Within the lines below, find those that hold the string "corrugated" and copy each one.

■ THE DATA:
== Segment start ==
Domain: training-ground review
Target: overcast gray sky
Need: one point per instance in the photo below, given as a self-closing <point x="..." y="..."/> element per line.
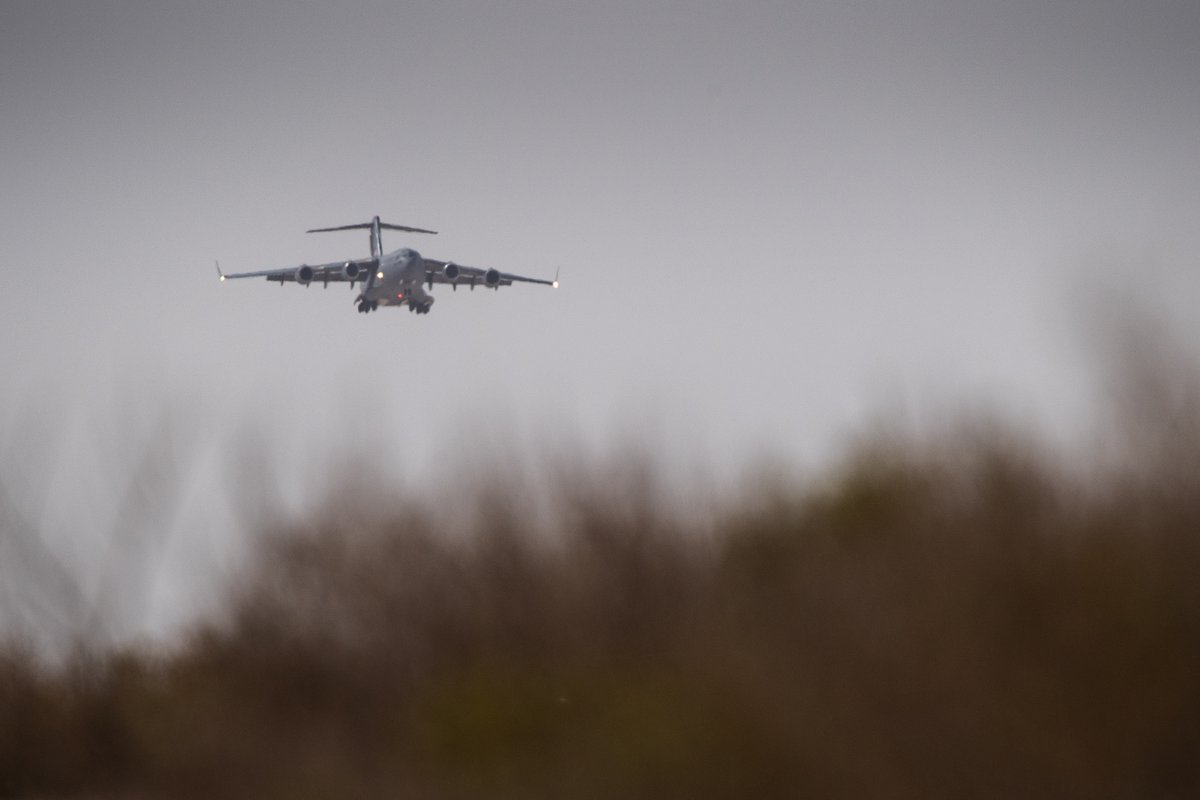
<point x="773" y="220"/>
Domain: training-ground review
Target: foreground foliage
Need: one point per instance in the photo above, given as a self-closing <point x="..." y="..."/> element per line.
<point x="954" y="621"/>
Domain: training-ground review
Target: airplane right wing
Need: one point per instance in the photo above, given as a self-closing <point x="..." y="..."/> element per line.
<point x="339" y="271"/>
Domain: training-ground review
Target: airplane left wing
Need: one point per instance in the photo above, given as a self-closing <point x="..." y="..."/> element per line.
<point x="337" y="271"/>
<point x="457" y="275"/>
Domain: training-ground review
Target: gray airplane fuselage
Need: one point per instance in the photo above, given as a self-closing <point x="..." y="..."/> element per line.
<point x="402" y="274"/>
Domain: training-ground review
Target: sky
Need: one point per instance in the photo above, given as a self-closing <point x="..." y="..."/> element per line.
<point x="773" y="220"/>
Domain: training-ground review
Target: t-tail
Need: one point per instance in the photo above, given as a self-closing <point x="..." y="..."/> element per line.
<point x="375" y="227"/>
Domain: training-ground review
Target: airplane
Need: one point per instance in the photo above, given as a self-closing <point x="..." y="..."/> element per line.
<point x="394" y="278"/>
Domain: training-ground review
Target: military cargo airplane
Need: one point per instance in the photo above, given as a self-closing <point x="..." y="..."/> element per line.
<point x="394" y="278"/>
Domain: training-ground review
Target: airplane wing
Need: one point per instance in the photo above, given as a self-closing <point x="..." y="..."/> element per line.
<point x="457" y="275"/>
<point x="337" y="271"/>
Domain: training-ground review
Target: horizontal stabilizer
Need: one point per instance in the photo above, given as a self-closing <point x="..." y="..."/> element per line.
<point x="367" y="226"/>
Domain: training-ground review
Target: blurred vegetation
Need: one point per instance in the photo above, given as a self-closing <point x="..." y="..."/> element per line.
<point x="960" y="617"/>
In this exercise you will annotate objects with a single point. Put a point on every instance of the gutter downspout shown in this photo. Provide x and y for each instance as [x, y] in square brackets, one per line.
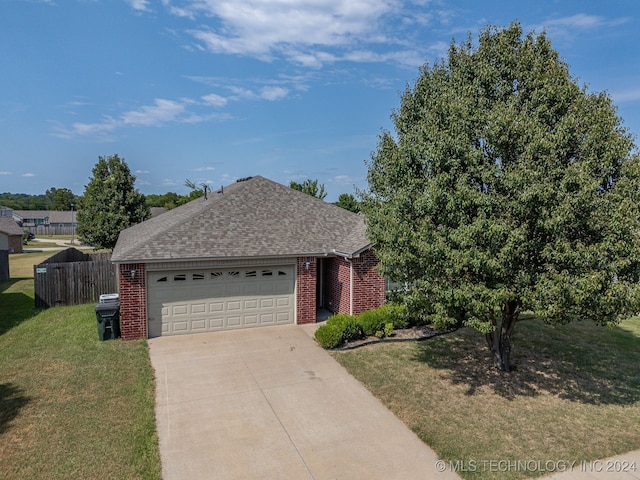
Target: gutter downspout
[350, 286]
[348, 258]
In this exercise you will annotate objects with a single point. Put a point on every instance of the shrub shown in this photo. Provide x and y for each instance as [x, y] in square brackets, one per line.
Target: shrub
[338, 329]
[372, 321]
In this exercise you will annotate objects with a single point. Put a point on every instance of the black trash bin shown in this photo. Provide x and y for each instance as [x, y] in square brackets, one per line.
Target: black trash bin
[108, 318]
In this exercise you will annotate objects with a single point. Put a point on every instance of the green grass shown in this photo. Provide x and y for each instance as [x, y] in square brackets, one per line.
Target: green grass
[574, 394]
[71, 406]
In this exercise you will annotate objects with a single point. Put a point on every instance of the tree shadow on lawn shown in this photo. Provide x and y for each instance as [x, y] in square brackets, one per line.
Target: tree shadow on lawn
[579, 362]
[12, 401]
[15, 307]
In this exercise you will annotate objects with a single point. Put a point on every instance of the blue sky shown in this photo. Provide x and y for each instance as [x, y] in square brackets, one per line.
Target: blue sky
[215, 90]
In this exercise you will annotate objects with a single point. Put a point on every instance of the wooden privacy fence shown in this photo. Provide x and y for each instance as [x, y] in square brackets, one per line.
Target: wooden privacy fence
[72, 277]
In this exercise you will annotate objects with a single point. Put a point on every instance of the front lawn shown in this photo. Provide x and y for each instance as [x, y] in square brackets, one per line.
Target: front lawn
[574, 394]
[71, 406]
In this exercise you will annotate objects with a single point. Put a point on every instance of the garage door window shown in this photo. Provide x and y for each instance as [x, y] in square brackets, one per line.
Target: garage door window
[202, 300]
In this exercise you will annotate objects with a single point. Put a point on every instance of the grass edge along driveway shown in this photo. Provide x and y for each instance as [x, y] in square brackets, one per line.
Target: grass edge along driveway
[71, 406]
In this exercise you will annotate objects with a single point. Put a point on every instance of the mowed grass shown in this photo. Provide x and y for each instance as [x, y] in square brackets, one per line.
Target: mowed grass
[574, 394]
[71, 406]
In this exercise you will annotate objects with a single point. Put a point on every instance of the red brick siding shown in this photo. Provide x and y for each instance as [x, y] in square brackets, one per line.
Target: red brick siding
[306, 290]
[368, 285]
[133, 301]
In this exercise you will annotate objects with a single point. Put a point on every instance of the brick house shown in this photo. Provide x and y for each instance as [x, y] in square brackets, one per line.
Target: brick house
[10, 235]
[255, 253]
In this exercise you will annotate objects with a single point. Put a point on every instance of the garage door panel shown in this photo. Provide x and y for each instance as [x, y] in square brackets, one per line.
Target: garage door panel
[283, 302]
[193, 301]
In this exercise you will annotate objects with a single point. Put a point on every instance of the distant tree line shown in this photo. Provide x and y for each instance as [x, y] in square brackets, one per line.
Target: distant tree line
[61, 199]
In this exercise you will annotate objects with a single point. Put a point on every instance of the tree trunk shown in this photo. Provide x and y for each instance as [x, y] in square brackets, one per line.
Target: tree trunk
[499, 340]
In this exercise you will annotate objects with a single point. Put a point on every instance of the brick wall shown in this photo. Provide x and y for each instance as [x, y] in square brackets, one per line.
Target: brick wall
[306, 290]
[368, 285]
[133, 301]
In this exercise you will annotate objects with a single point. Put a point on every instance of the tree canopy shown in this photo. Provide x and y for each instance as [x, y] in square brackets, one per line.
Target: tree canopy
[348, 202]
[310, 187]
[110, 203]
[507, 187]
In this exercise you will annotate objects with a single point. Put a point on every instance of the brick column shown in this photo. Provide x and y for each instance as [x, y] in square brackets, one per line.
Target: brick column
[306, 290]
[133, 301]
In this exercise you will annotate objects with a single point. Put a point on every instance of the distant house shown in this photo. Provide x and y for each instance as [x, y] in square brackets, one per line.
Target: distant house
[10, 235]
[255, 253]
[47, 222]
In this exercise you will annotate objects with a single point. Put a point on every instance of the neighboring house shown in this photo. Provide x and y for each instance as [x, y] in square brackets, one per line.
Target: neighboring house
[10, 235]
[255, 253]
[47, 222]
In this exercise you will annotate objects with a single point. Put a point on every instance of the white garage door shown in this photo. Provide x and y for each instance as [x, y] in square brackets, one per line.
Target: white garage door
[192, 301]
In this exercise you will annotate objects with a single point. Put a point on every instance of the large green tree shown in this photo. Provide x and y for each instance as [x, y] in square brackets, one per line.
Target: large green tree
[310, 187]
[507, 187]
[110, 203]
[60, 199]
[348, 202]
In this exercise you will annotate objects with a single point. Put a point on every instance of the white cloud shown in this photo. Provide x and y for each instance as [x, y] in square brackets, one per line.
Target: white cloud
[310, 33]
[162, 111]
[568, 27]
[631, 95]
[273, 93]
[345, 180]
[141, 5]
[215, 100]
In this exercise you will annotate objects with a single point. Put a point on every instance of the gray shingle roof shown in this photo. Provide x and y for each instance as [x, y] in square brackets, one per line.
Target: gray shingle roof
[252, 218]
[53, 215]
[9, 226]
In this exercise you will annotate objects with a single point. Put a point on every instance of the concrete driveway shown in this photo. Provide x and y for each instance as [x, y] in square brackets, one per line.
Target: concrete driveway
[268, 403]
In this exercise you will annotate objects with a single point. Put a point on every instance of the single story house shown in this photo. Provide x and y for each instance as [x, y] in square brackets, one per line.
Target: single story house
[255, 253]
[47, 222]
[10, 235]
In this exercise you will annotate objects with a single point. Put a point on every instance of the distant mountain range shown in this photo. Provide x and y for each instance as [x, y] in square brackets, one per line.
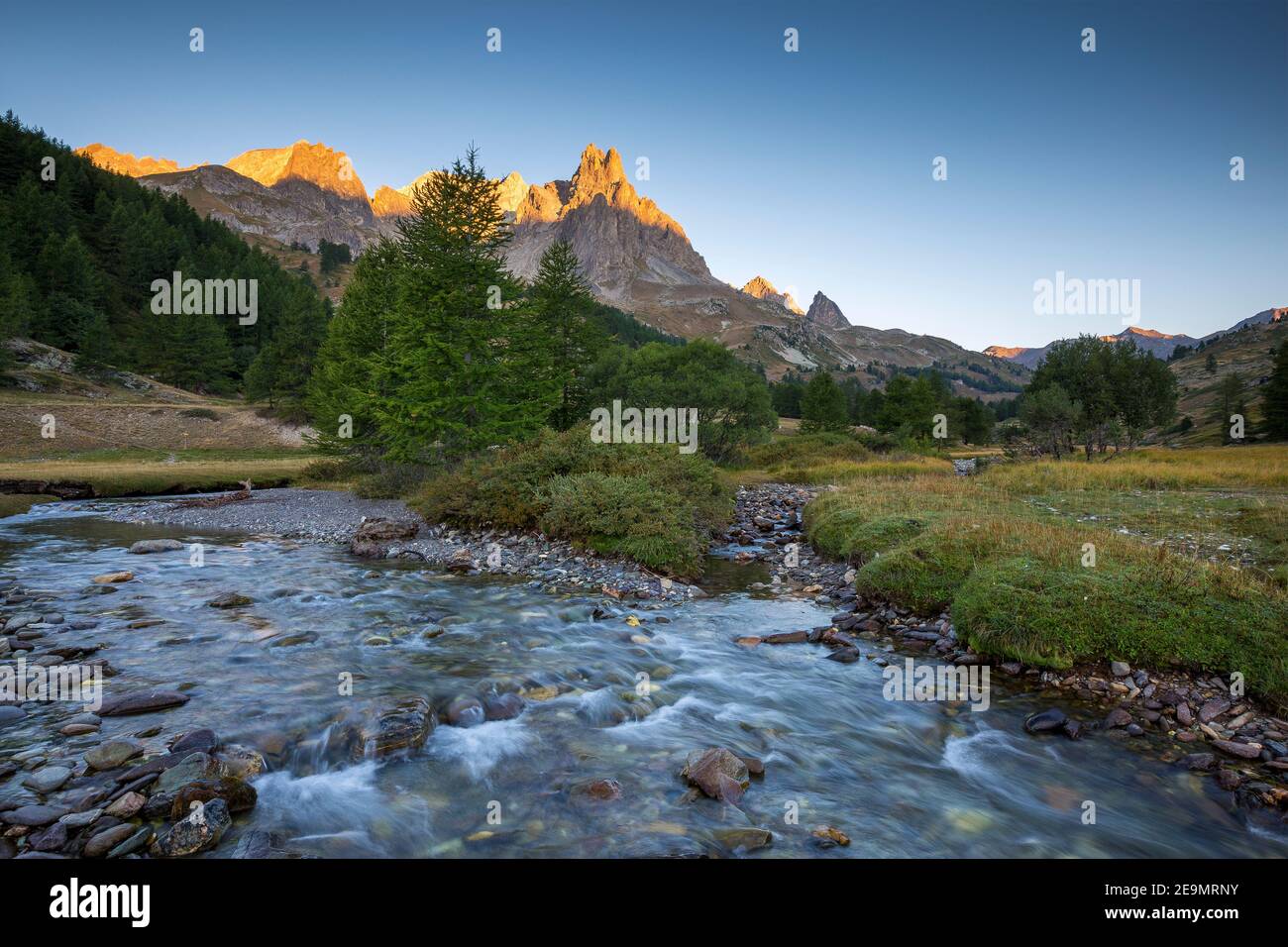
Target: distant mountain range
[1159, 344]
[634, 256]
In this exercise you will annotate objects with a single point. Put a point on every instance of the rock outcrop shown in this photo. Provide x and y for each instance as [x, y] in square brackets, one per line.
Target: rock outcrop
[760, 287]
[824, 312]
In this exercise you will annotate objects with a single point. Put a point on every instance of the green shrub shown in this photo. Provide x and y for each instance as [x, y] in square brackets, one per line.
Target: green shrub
[647, 501]
[627, 515]
[1147, 612]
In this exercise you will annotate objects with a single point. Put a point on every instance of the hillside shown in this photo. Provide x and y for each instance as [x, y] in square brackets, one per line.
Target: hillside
[635, 256]
[78, 256]
[1248, 352]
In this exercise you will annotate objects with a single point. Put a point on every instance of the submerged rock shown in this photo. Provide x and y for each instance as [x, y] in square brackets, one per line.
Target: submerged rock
[200, 830]
[112, 754]
[717, 774]
[230, 599]
[145, 547]
[374, 536]
[239, 795]
[828, 836]
[403, 727]
[142, 702]
[464, 711]
[1044, 720]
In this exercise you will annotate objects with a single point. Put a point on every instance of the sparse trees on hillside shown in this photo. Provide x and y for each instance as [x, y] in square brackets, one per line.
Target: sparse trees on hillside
[78, 254]
[1276, 395]
[1121, 389]
[557, 338]
[1232, 398]
[823, 406]
[1052, 418]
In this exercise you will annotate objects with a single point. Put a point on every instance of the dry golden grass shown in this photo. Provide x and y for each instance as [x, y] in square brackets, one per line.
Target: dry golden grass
[1157, 468]
[145, 475]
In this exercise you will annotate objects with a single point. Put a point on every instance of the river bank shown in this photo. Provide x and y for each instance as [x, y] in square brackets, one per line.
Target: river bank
[529, 693]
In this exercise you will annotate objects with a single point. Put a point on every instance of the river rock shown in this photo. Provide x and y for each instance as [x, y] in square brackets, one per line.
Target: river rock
[745, 839]
[1117, 718]
[787, 638]
[460, 561]
[502, 706]
[230, 599]
[194, 766]
[465, 711]
[1247, 751]
[828, 836]
[11, 714]
[133, 844]
[112, 578]
[1044, 720]
[402, 727]
[20, 621]
[108, 839]
[78, 819]
[145, 547]
[239, 795]
[200, 830]
[254, 844]
[1214, 709]
[192, 741]
[240, 762]
[142, 702]
[112, 754]
[127, 806]
[33, 815]
[50, 839]
[600, 789]
[374, 536]
[48, 779]
[717, 774]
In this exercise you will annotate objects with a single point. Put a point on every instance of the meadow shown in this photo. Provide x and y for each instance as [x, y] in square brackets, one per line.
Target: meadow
[1157, 557]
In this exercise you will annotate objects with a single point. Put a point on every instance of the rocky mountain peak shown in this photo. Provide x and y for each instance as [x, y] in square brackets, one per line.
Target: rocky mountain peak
[112, 159]
[760, 287]
[827, 313]
[317, 163]
[599, 171]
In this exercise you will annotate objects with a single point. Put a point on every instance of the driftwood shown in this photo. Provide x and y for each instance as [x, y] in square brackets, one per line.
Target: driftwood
[222, 500]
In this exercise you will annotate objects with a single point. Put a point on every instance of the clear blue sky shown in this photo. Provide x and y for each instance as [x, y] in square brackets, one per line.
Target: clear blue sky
[812, 169]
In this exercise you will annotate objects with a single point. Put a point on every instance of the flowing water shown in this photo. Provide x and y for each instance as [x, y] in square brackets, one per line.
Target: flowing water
[901, 779]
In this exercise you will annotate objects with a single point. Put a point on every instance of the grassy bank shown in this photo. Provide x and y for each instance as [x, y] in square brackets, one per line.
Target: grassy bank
[142, 474]
[1006, 553]
[827, 458]
[647, 501]
[13, 504]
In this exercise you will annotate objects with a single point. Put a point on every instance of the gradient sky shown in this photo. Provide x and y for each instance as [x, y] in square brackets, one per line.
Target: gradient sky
[812, 169]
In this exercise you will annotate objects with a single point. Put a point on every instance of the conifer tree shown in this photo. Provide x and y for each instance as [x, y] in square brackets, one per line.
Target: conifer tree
[557, 337]
[823, 406]
[1276, 395]
[450, 386]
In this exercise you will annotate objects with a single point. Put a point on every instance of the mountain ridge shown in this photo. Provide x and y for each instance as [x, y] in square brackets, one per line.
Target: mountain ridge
[634, 256]
[1157, 343]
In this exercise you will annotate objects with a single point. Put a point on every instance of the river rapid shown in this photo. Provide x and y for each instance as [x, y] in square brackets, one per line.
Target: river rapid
[900, 779]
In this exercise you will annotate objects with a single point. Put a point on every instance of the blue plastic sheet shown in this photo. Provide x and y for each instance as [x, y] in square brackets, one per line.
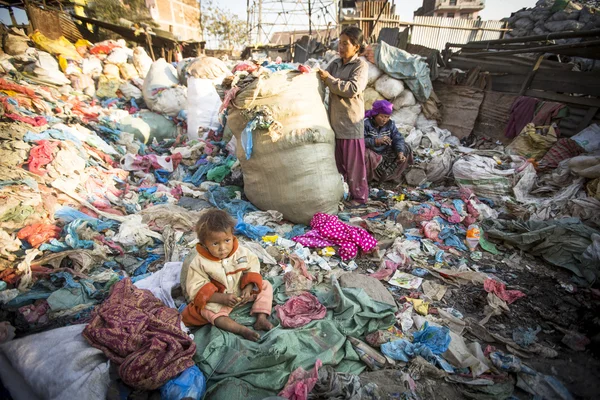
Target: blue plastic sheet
[411, 69]
[254, 232]
[460, 206]
[190, 384]
[246, 138]
[142, 269]
[69, 214]
[297, 230]
[436, 339]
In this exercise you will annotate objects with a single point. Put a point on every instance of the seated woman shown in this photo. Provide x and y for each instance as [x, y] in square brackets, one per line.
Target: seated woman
[387, 154]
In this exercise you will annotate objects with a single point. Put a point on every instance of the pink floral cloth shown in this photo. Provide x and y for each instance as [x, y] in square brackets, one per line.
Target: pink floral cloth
[328, 230]
[300, 310]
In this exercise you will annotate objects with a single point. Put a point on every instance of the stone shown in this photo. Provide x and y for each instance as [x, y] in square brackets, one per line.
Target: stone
[416, 176]
[562, 26]
[370, 285]
[524, 24]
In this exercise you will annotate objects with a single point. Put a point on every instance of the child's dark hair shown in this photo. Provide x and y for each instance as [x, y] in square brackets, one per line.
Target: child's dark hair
[356, 37]
[213, 220]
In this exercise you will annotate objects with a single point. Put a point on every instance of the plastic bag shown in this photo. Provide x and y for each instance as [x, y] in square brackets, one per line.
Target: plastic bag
[130, 91]
[141, 61]
[389, 87]
[107, 87]
[586, 166]
[203, 103]
[111, 70]
[374, 72]
[589, 138]
[91, 66]
[117, 56]
[60, 46]
[406, 116]
[207, 68]
[190, 384]
[533, 142]
[436, 339]
[405, 99]
[128, 71]
[371, 96]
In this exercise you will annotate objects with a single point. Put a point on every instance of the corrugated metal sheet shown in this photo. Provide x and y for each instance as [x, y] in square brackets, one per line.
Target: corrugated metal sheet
== Segment end ==
■ RESPONSE:
In this exercise you will annotate objects with a single point. Put a point on every instance of the corrugated metal sheet shown in this photo. Provide x and y for each instance as [x, y] in square brackets, one per line.
Target: corrugated metal sheet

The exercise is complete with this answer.